__Given problem__. With the pictures omitted, write out the entries that follow exactly as they stand.

Start of Record extracts

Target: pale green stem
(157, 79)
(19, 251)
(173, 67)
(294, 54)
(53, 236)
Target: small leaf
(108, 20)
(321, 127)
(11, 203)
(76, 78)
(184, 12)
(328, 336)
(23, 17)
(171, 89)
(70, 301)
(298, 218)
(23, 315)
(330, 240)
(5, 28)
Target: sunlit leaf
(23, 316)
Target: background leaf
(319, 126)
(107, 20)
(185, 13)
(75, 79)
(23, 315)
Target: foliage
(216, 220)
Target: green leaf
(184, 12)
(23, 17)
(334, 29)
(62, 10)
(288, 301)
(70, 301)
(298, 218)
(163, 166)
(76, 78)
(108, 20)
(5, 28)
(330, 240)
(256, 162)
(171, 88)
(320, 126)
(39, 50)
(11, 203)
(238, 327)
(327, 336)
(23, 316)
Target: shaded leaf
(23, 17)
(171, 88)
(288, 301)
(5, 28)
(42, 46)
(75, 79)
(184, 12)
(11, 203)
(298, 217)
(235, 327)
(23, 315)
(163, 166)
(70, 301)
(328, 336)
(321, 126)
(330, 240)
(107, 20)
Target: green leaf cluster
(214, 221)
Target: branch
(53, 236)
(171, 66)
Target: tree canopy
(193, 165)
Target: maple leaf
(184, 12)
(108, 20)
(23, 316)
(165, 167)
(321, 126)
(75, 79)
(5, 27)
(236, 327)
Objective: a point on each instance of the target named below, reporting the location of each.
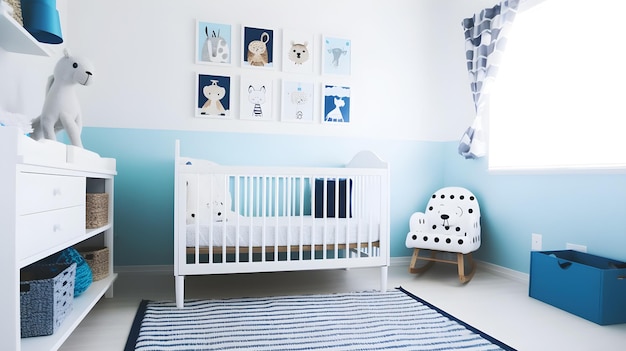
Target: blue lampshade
(41, 19)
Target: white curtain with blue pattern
(485, 39)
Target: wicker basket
(46, 297)
(97, 210)
(17, 10)
(98, 261)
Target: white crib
(240, 219)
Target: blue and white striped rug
(393, 320)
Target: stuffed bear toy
(61, 109)
(211, 203)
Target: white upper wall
(408, 76)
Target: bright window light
(559, 99)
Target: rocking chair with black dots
(450, 227)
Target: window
(559, 99)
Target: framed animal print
(213, 43)
(336, 104)
(257, 47)
(297, 101)
(213, 96)
(256, 99)
(298, 52)
(336, 55)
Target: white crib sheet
(283, 231)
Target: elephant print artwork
(336, 55)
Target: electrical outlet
(536, 242)
(576, 247)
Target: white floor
(493, 303)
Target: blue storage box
(344, 206)
(46, 297)
(586, 285)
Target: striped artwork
(394, 320)
(485, 39)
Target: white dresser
(43, 188)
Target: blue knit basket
(84, 276)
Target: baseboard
(394, 261)
(485, 266)
(504, 272)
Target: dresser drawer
(47, 230)
(43, 192)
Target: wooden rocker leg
(464, 278)
(413, 265)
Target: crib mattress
(282, 231)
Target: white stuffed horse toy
(61, 109)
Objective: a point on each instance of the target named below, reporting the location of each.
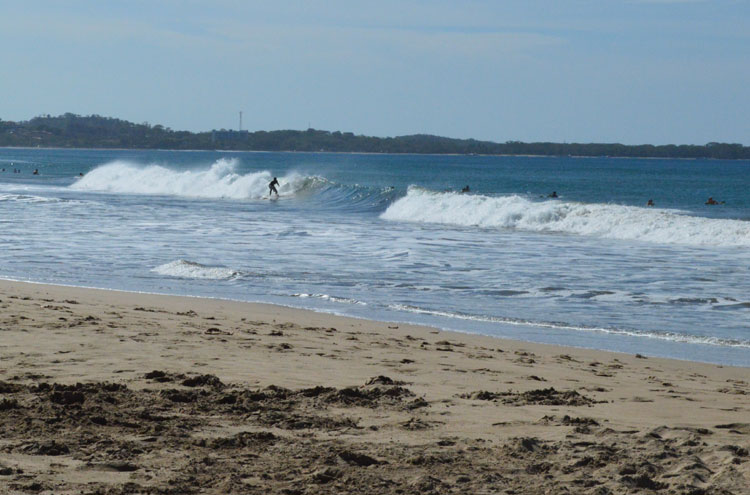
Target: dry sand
(111, 393)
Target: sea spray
(220, 180)
(601, 220)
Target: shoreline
(105, 391)
(334, 315)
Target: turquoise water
(390, 237)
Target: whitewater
(392, 238)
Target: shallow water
(388, 237)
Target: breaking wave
(218, 181)
(326, 297)
(670, 336)
(190, 269)
(601, 220)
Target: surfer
(272, 187)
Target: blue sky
(630, 71)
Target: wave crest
(190, 269)
(601, 220)
(219, 181)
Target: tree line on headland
(94, 131)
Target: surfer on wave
(272, 187)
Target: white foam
(190, 269)
(601, 220)
(326, 297)
(669, 336)
(218, 181)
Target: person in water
(272, 187)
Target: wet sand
(111, 393)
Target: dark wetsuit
(272, 187)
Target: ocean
(393, 238)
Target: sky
(628, 71)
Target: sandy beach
(107, 392)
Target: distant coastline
(97, 132)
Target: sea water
(391, 237)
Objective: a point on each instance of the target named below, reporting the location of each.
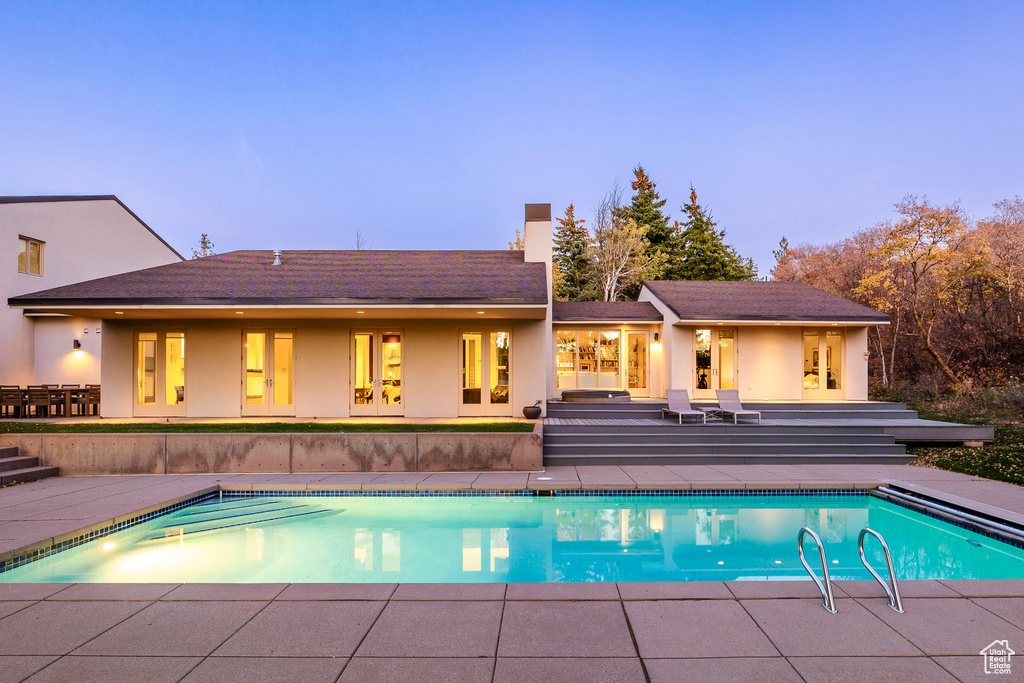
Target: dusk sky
(429, 125)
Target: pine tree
(702, 253)
(204, 248)
(645, 209)
(573, 269)
(660, 239)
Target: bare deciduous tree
(619, 248)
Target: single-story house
(442, 334)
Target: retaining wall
(321, 452)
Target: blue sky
(429, 125)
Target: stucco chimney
(537, 235)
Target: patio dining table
(66, 394)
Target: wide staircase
(15, 468)
(635, 433)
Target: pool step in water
(196, 520)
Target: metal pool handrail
(826, 597)
(894, 599)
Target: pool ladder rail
(893, 594)
(826, 596)
(827, 599)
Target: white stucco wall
(54, 357)
(83, 240)
(770, 363)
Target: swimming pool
(414, 539)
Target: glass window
(587, 378)
(364, 384)
(174, 368)
(565, 359)
(609, 358)
(255, 368)
(637, 359)
(726, 359)
(500, 367)
(30, 256)
(834, 359)
(471, 368)
(702, 345)
(283, 369)
(146, 371)
(811, 375)
(391, 370)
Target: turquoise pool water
(415, 540)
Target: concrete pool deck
(501, 632)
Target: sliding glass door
(160, 374)
(714, 360)
(603, 359)
(822, 367)
(376, 387)
(485, 373)
(268, 378)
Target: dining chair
(92, 398)
(39, 398)
(10, 400)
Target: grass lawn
(1003, 459)
(249, 427)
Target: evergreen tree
(573, 269)
(204, 248)
(660, 239)
(645, 209)
(702, 253)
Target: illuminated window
(30, 256)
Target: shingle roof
(564, 311)
(693, 300)
(316, 278)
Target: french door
(714, 360)
(637, 344)
(160, 374)
(267, 368)
(823, 365)
(486, 372)
(376, 386)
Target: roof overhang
(609, 321)
(255, 310)
(791, 323)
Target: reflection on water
(522, 540)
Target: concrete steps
(15, 468)
(636, 433)
(769, 411)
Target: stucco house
(49, 242)
(441, 334)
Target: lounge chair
(679, 403)
(728, 403)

End of Record extracts

__Output of the exercise__.
Target: pale green stem
(157, 79)
(19, 251)
(173, 67)
(294, 54)
(53, 236)
Target: small leaf
(108, 20)
(321, 127)
(11, 203)
(76, 78)
(184, 12)
(328, 336)
(23, 17)
(171, 89)
(70, 301)
(298, 218)
(23, 315)
(330, 240)
(5, 28)
Target: sunlit leaf
(23, 316)
Target: background leaf
(319, 126)
(107, 20)
(185, 13)
(75, 79)
(23, 315)
Target: foliage
(216, 220)
Target: green leaf
(184, 12)
(23, 17)
(334, 29)
(62, 10)
(288, 301)
(70, 301)
(298, 218)
(163, 166)
(76, 78)
(108, 20)
(5, 28)
(330, 240)
(256, 162)
(171, 88)
(320, 126)
(39, 50)
(11, 203)
(238, 327)
(327, 336)
(23, 316)
Target: shaded leaf
(23, 17)
(171, 88)
(288, 301)
(5, 28)
(42, 46)
(75, 79)
(184, 12)
(11, 203)
(298, 217)
(235, 327)
(23, 315)
(163, 166)
(70, 301)
(328, 336)
(321, 126)
(330, 240)
(107, 20)
Target: green leaf cluster
(214, 221)
Target: branch
(53, 236)
(171, 66)
Target: tree canopy
(193, 165)
Target: maple leaf
(184, 12)
(108, 20)
(23, 316)
(165, 167)
(321, 126)
(75, 79)
(5, 27)
(236, 327)
Objective: a point on each instance of the target named below, reporting the location of each.
Target: blue lampshade
(41, 19)
Target: white curtain with blue pattern
(485, 39)
Target: wicker basket
(46, 297)
(97, 210)
(17, 10)
(98, 261)
Target: white crib
(240, 219)
Target: blue and white striped rug
(393, 320)
Target: stuffed bear toy
(61, 109)
(211, 203)
Target: white upper wall
(408, 76)
Target: bright window light
(559, 99)
Target: rocking chair with black dots
(450, 227)
Target: window
(559, 99)
Target: framed animal print
(213, 43)
(336, 104)
(257, 47)
(297, 101)
(213, 96)
(256, 99)
(298, 52)
(336, 55)
Target: white crib sheet
(283, 231)
Target: elephant print artwork
(336, 55)
Target: electrical outlet
(536, 242)
(576, 247)
Target: white floor
(493, 303)
Target: blue storage box
(344, 206)
(46, 297)
(586, 285)
Target: striped artwork
(394, 320)
(485, 39)
Target: white dresser
(43, 188)
Target: blue knit basket
(84, 276)
Target: baseboard
(394, 261)
(485, 266)
(504, 272)
Target: dresser drawer
(47, 230)
(43, 192)
Target: wooden rocker leg
(464, 278)
(413, 265)
Target: crib mattress
(282, 231)
Target: white stuffed horse toy
(61, 109)
Objective: a point on each instance of the target named below, reporting the location of each.
Target: dry sand
(111, 393)
Target: sea spray
(220, 180)
(601, 220)
Target: shoreline
(105, 391)
(334, 315)
Target: turquoise water
(390, 237)
Target: whitewater
(392, 238)
Target: shallow water
(388, 237)
Target: breaking wave
(218, 181)
(326, 297)
(670, 336)
(190, 269)
(601, 220)
Target: surfer
(272, 187)
Target: blue sky
(630, 71)
Target: wave crest
(190, 269)
(601, 220)
(219, 181)
Target: tree line on headland
(94, 131)
Target: surfer on wave
(272, 187)
Target: white foam
(190, 269)
(601, 220)
(326, 297)
(669, 336)
(218, 181)
Target: person in water
(272, 187)
Target: wet sand
(111, 393)
Target: dark wetsuit
(272, 187)
Target: ocean
(393, 238)
Target: sky
(628, 71)
Target: sandy beach
(107, 392)
Target: distant coastline
(97, 132)
Target: sea water
(391, 237)
Objective: a point on each instance of the target named below, reporting the location of each.
Target: dusk sky
(429, 125)
Target: pine tree
(702, 253)
(204, 248)
(645, 209)
(573, 269)
(660, 239)
Target: bare deciduous tree
(619, 248)
Target: single-story house
(442, 334)
Target: retaining wall
(321, 452)
Target: blue sky
(429, 125)
Target: stucco chimney
(537, 235)
Target: patio dining table
(66, 394)
Target: wide staircase
(15, 468)
(635, 433)
Target: pool step in water
(196, 520)
Target: metal pool handrail
(826, 597)
(894, 599)
Target: pool ladder rail
(893, 594)
(826, 596)
(827, 599)
Target: white stucco wall
(54, 357)
(83, 240)
(770, 363)
Target: swimming pool
(414, 539)
Target: glass window
(587, 378)
(364, 384)
(174, 368)
(565, 359)
(609, 358)
(255, 368)
(637, 359)
(726, 359)
(500, 367)
(30, 256)
(834, 359)
(471, 368)
(702, 345)
(283, 369)
(146, 371)
(811, 375)
(391, 370)
Target: turquoise pool water
(415, 540)
Target: concrete pool deck
(501, 632)
Target: sliding glass door
(160, 374)
(714, 360)
(603, 359)
(822, 367)
(376, 387)
(485, 373)
(268, 378)
Target: dining chair
(92, 398)
(39, 398)
(10, 400)
Target: grass lawn
(1003, 459)
(249, 427)
Target: evergreen tree
(573, 269)
(204, 248)
(660, 239)
(645, 209)
(702, 253)
Target: illuminated window
(30, 256)
Target: shingle roof
(564, 311)
(693, 300)
(316, 278)
Target: french door
(714, 360)
(637, 344)
(160, 374)
(267, 368)
(823, 365)
(486, 372)
(376, 386)
Target: roof overhang
(609, 321)
(255, 310)
(791, 323)
Target: reflection on water
(522, 540)
Target: concrete steps
(15, 468)
(636, 433)
(769, 411)
Target: stucco house
(49, 242)
(441, 334)
Target: lounge chair
(679, 403)
(728, 403)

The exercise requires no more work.